◆ EXERCISE PROMPT
Each line in the listing below needs to be transcribed exactly.

◆ DATA PROVIDED
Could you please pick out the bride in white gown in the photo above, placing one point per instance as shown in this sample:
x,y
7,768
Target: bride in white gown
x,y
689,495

◆ SOLUTION TO THIS EXERCISE
Could you please pick out the bride in white gown in the photo above, placing one point per instance as shown in this sample:
x,y
7,768
Target: bride in white gown
x,y
689,495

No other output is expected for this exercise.